*EXERCISE BRIEF*
Your task is to return the span of lines beginning at the one with "If you could mark the tongue" and ending at the last line of the data, exactly as it stands.
· · · ·
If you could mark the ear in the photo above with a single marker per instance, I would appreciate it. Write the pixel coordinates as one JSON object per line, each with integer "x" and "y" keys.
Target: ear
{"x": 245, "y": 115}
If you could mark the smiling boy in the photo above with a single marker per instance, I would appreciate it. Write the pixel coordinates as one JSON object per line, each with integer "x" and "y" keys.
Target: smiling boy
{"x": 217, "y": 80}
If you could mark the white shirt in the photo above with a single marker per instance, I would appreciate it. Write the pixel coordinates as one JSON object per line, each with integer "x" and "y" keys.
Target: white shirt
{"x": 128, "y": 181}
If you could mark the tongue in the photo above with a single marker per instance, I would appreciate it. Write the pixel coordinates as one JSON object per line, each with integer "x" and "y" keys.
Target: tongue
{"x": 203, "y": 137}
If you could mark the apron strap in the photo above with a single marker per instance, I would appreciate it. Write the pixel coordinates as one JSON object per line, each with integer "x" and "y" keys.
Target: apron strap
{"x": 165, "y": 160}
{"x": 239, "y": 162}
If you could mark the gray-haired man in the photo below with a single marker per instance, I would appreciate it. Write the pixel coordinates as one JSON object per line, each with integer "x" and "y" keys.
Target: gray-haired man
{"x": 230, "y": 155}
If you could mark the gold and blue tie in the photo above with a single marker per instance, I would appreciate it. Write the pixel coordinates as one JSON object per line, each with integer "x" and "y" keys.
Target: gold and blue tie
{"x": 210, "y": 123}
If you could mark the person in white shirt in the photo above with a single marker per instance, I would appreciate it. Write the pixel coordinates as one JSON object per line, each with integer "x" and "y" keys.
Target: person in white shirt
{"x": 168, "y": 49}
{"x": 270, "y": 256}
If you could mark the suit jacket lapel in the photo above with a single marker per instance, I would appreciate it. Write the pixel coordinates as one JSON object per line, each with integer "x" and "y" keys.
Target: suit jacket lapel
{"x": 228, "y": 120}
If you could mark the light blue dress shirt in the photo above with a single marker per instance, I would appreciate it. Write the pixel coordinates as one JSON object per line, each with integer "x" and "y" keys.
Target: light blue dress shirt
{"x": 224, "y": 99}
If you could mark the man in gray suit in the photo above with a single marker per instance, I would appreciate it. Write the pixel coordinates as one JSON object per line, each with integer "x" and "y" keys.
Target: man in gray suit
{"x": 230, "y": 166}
· · · ·
*TASK OUTPUT*
If you could mark the tongue in the photo above with a single marker per instance, I would appreciate it. Write the pixel coordinates as one JSON object per line, each with integer "x" and "y" keys.
Target: tongue
{"x": 203, "y": 137}
If you could mark the apron strap in the photo above with a single marker per instance, I would appreciate it. Write the pixel coordinates as one JSON object per line, each with integer "x" and "y" keys.
Target: apron strap
{"x": 165, "y": 160}
{"x": 239, "y": 162}
If you could mark the gray-haired man in the photo below with a single marker per instance, I would appreciate it. Write the pixel coordinates as one JSON object per line, each with integer "x" and "y" keys.
Target: gray-haired man
{"x": 230, "y": 155}
If you could mark the gold and blue tie in the photo above with a single marker per instance, I would appreciate it. Write the pixel coordinates as one JSON object per line, each with integer "x" and "y" keys.
Target: gold and blue tie
{"x": 210, "y": 123}
If you could mark the person in white shirt in the photo above with a single marker per instance, I would appreciate it. Write the pixel coordinates as one JSON object per line, each with integer "x" and "y" keys.
Target: person in white shirt
{"x": 168, "y": 49}
{"x": 270, "y": 256}
If you could mark the suit jacket lapel in the photo above with a single marker per instance, I would appreciate it. Write the pixel coordinates as one JSON object per line, each with integer "x" and "y" keys.
Target: suit jacket lapel
{"x": 228, "y": 120}
If you could mark the light blue dress shirt in the photo above with a single marker per instance, I would appreciate it. Write the pixel coordinates as one JSON object per line, each with integer "x" and "y" keys.
Target: light blue dress shirt
{"x": 224, "y": 99}
If you could mark the man in gray suit in the photo above with a single marker per instance, I would appreciate it. Write the pixel coordinates as one JSON object per line, each with integer "x" and "y" keys.
Target: man in gray suit
{"x": 230, "y": 166}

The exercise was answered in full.